# WHAT YOU WILL DO
Reproduce word for word the lines of the listing below, starting at the line that contains "Expected output, for every instance of the spider leg, the" and ending at the final line of the listing.

________________________

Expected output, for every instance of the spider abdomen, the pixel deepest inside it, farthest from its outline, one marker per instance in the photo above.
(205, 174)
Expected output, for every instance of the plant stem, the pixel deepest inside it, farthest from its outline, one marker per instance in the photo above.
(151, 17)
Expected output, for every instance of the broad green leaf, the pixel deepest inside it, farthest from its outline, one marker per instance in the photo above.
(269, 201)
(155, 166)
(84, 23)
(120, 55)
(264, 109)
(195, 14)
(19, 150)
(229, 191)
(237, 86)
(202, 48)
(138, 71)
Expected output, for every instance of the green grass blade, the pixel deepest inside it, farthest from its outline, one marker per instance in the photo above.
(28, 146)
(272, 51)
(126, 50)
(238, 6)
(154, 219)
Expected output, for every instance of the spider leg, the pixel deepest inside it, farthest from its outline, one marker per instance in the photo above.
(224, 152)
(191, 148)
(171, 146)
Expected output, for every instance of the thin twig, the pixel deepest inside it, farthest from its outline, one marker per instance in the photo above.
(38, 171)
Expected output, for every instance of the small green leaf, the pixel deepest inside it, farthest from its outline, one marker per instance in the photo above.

________________________

# RESULT BELOW
Expected output, for every instance of the spider leg, the pixel deepest inside it, farthest from its outline, one marker per instance in the photo above.
(224, 152)
(191, 148)
(171, 146)
Expected output, for every instance of the thin twig, the pixel deepest inside it, farthest from its outline, one marker per instance in the photo above.
(38, 171)
Expected output, for every instance of the small green leaf, the pixel deepest inside it, farthest from its outline, one marker per instance in the photo above.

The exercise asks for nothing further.